*Items in a dataset*:

════════════════════

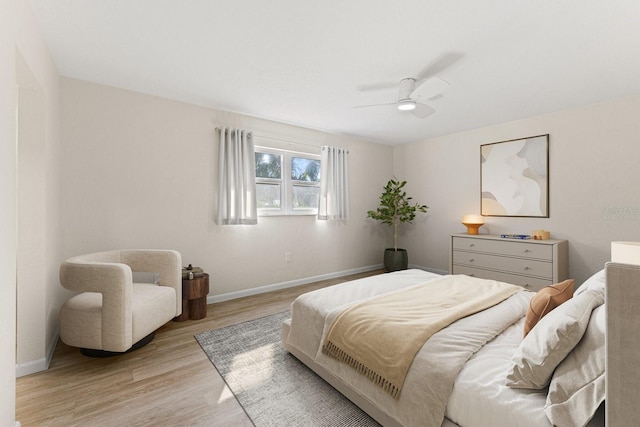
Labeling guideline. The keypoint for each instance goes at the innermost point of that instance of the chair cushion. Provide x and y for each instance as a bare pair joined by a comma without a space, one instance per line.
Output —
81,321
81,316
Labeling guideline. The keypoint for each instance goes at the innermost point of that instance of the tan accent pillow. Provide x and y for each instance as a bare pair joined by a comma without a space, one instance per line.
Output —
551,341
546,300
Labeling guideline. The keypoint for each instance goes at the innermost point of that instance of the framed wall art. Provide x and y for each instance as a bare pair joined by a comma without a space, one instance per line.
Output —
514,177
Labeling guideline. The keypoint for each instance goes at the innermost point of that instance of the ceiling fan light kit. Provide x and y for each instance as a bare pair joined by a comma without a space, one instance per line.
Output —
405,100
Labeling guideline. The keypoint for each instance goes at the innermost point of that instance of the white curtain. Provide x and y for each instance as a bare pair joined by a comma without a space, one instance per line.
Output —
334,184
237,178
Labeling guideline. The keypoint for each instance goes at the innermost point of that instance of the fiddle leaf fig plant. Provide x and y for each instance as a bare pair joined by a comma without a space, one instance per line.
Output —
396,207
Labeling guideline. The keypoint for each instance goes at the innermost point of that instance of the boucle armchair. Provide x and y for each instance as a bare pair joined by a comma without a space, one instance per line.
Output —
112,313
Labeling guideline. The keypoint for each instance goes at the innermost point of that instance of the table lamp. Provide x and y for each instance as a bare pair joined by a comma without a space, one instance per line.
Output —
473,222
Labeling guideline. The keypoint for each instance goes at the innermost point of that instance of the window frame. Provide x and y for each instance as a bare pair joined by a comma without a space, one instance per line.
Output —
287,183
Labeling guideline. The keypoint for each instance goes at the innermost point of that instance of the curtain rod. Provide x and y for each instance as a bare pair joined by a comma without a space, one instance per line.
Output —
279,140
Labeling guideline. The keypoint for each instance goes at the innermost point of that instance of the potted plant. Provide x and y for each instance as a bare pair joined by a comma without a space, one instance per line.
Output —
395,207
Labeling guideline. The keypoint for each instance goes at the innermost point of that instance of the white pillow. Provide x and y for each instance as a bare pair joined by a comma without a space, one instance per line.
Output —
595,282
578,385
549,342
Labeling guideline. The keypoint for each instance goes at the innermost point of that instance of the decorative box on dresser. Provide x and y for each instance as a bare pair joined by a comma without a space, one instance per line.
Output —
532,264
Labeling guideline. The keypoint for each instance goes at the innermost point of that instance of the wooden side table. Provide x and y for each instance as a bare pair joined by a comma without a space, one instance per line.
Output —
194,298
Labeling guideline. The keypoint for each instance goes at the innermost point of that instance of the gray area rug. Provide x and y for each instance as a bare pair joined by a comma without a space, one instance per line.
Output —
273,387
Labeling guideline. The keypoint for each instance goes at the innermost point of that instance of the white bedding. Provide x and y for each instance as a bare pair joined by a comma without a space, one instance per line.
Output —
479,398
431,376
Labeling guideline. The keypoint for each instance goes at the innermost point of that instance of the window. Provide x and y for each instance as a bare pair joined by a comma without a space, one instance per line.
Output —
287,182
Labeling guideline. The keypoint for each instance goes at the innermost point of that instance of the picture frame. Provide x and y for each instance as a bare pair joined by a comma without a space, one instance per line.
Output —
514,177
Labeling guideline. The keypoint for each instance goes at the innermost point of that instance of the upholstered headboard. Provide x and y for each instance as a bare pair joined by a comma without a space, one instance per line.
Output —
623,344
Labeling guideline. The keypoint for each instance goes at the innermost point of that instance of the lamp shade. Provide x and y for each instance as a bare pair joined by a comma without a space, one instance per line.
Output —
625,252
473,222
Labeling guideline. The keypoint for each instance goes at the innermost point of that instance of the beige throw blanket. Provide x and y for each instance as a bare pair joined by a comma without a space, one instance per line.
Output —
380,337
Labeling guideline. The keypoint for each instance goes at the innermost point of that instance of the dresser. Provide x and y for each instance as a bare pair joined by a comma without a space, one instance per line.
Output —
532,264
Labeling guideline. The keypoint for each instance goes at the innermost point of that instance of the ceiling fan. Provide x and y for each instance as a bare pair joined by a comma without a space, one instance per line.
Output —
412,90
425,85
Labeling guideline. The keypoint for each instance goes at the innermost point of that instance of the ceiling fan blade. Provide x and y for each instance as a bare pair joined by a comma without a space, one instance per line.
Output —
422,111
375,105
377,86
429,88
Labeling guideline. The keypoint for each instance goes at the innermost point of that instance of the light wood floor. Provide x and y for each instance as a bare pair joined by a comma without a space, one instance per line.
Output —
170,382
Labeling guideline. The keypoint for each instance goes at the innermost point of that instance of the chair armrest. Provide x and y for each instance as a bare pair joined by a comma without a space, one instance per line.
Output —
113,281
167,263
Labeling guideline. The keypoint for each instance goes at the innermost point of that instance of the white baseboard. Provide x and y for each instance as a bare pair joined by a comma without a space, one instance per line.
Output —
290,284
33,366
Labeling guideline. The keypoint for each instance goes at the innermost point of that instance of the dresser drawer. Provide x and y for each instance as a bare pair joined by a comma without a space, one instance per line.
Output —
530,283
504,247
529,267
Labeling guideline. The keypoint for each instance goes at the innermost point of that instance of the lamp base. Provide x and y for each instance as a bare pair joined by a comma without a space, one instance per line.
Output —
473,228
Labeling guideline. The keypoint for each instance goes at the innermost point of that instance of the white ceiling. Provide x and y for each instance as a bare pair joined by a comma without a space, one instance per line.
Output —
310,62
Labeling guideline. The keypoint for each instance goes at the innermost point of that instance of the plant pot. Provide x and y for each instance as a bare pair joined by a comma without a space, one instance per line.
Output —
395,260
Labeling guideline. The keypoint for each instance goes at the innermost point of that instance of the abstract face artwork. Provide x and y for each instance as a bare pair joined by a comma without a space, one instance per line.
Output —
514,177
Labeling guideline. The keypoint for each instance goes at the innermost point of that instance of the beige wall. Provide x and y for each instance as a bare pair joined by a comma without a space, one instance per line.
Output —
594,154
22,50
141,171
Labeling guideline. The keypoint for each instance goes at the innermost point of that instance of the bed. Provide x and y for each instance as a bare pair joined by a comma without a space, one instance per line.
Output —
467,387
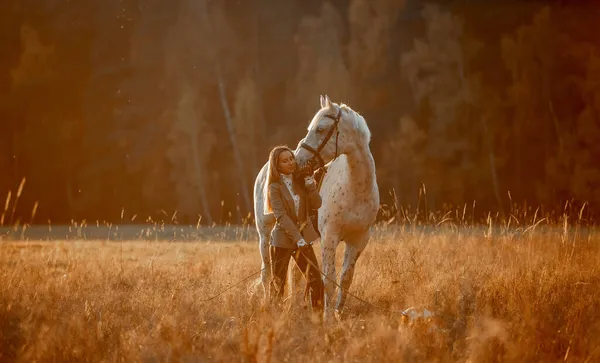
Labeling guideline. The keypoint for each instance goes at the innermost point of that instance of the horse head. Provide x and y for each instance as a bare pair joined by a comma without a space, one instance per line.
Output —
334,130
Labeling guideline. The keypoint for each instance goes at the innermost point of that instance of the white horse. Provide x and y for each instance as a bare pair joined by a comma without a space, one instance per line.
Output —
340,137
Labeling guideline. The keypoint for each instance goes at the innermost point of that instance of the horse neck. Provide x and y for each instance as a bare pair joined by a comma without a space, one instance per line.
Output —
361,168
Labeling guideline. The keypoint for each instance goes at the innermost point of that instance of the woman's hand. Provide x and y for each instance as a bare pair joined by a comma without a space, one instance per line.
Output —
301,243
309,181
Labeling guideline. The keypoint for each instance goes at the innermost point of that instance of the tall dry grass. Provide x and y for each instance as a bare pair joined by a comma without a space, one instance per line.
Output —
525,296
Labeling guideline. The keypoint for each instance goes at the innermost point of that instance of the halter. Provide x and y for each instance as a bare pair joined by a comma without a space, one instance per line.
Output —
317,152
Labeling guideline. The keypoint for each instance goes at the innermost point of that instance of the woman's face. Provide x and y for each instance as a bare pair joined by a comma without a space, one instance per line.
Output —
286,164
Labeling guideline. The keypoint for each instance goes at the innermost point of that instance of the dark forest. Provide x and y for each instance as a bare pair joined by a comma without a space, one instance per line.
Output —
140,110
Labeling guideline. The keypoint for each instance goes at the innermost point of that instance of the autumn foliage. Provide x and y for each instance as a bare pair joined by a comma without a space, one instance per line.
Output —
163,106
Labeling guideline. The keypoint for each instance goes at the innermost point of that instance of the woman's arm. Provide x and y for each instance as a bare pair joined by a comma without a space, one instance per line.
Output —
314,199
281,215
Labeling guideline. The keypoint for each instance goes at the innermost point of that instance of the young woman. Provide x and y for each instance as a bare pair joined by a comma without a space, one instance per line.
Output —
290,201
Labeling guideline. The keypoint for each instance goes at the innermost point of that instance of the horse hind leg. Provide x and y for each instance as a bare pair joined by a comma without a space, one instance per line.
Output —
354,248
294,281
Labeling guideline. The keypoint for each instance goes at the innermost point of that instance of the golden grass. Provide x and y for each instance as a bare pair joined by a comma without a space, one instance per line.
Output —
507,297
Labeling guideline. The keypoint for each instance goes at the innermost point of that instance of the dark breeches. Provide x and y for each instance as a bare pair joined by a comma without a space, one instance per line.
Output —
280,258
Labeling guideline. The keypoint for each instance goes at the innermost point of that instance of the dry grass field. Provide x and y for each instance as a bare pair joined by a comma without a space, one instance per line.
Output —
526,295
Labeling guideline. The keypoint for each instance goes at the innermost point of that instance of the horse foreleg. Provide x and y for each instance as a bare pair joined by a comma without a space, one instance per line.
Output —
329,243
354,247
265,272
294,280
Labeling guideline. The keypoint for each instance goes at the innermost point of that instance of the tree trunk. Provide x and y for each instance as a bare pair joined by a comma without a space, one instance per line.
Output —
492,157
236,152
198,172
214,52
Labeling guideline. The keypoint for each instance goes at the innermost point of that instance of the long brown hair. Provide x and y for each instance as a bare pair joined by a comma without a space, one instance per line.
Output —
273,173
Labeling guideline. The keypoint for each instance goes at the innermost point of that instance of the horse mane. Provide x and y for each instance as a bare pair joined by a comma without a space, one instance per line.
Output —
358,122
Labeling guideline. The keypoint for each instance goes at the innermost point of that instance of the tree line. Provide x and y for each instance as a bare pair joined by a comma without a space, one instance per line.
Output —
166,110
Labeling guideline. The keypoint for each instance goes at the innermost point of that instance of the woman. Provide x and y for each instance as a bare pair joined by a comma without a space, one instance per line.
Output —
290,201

════════════════════

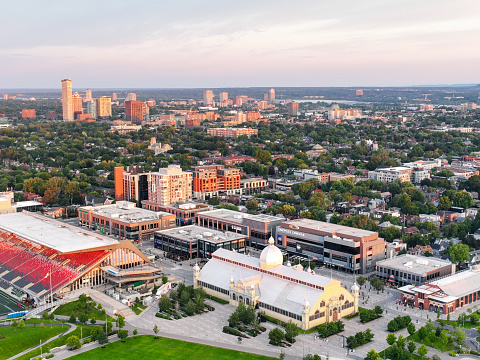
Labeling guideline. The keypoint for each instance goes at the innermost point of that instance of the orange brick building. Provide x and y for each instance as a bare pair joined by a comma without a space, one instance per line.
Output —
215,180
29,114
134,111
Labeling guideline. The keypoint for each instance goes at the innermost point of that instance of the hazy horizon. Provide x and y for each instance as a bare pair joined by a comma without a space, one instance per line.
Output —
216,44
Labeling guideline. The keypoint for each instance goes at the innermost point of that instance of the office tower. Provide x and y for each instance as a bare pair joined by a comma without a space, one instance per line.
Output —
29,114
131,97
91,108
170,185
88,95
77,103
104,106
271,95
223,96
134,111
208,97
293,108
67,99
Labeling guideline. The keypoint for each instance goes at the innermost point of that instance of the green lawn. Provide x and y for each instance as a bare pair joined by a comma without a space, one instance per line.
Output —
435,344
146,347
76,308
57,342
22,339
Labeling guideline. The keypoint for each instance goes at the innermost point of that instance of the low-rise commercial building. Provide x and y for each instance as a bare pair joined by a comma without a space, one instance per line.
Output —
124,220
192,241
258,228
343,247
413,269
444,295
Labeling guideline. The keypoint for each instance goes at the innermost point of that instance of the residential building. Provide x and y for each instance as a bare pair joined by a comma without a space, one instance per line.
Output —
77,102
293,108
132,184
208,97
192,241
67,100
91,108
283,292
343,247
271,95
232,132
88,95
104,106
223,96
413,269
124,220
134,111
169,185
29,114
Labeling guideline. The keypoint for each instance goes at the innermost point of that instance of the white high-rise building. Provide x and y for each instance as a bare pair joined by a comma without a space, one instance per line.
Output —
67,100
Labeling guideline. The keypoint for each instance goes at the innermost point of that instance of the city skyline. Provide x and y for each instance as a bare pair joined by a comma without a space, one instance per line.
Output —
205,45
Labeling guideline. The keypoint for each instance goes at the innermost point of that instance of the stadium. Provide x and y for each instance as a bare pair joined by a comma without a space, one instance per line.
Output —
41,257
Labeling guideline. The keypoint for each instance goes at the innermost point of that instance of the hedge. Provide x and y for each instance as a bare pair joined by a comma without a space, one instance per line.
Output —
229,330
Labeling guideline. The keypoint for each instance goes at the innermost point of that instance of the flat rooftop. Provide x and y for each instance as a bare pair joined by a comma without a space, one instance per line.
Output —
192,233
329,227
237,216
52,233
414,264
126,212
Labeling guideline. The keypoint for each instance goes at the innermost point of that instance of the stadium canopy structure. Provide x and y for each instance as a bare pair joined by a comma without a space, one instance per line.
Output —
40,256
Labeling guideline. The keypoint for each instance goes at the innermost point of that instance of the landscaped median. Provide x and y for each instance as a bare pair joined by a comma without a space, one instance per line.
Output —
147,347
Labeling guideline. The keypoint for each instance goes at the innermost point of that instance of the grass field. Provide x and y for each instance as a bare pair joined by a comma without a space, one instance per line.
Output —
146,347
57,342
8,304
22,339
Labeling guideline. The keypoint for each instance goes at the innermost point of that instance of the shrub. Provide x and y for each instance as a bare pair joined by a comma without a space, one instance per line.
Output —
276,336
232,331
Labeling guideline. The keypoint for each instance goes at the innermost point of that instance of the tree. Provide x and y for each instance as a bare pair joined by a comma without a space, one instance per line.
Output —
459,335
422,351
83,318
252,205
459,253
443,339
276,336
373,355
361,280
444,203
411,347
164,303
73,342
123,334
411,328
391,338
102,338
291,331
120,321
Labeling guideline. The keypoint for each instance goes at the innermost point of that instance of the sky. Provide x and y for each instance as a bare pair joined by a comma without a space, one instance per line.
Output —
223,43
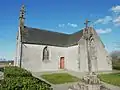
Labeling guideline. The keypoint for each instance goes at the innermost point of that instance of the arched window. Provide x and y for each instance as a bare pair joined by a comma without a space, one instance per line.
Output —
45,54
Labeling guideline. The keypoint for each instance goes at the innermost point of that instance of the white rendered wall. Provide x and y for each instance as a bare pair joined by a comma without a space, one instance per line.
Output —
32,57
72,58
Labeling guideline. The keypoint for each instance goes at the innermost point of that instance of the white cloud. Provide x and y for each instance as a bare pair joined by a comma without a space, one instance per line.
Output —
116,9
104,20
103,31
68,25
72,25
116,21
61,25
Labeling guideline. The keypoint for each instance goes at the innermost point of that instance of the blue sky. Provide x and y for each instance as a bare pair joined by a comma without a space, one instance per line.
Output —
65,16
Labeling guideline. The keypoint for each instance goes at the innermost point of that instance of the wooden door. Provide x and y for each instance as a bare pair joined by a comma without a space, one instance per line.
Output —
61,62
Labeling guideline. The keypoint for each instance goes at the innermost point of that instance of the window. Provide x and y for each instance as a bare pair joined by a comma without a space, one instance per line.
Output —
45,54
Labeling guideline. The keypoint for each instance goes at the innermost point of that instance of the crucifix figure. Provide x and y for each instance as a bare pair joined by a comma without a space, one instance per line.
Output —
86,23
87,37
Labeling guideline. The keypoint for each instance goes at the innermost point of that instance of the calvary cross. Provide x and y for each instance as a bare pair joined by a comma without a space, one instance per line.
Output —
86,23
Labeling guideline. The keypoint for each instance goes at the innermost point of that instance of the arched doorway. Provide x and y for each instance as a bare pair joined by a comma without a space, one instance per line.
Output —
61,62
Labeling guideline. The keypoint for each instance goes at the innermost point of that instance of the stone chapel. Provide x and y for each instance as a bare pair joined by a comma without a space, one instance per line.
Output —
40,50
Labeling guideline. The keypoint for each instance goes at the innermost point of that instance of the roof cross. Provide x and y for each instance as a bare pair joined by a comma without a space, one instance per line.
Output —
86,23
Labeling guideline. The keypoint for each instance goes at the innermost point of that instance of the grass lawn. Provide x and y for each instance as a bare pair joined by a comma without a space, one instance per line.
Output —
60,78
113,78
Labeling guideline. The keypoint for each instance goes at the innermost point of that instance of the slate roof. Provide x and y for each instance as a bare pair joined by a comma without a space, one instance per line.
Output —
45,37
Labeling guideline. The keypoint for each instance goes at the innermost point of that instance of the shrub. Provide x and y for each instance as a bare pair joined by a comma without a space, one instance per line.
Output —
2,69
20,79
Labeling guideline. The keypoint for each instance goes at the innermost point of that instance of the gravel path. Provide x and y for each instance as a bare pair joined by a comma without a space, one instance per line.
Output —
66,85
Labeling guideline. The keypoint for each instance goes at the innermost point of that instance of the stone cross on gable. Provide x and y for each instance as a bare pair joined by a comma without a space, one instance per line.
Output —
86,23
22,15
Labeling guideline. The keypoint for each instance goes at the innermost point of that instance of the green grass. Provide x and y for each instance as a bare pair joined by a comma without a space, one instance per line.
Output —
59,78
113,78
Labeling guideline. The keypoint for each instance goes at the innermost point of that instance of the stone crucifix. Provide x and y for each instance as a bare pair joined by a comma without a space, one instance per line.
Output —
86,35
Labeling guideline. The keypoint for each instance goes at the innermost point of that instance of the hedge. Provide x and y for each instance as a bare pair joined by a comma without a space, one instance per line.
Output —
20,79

════════════════════

*SHORT PROBLEM*:
Collect each line of the items above that contains the word "dark".

*RESULT OF THIS EXERCISE*:
Labeling guideline. The keypoint for each instance goes at the innermost point of that instance of the dark forest. Provide x and y for each instance as a bare pair joined by a comma without a space, one instance per line.
Labeling guideline. The keypoint for each instance goes at the innermost point of that instance of the dark breeches. Provide x and y for each instance as a bare pair joined by a comma without a space, one instance per line.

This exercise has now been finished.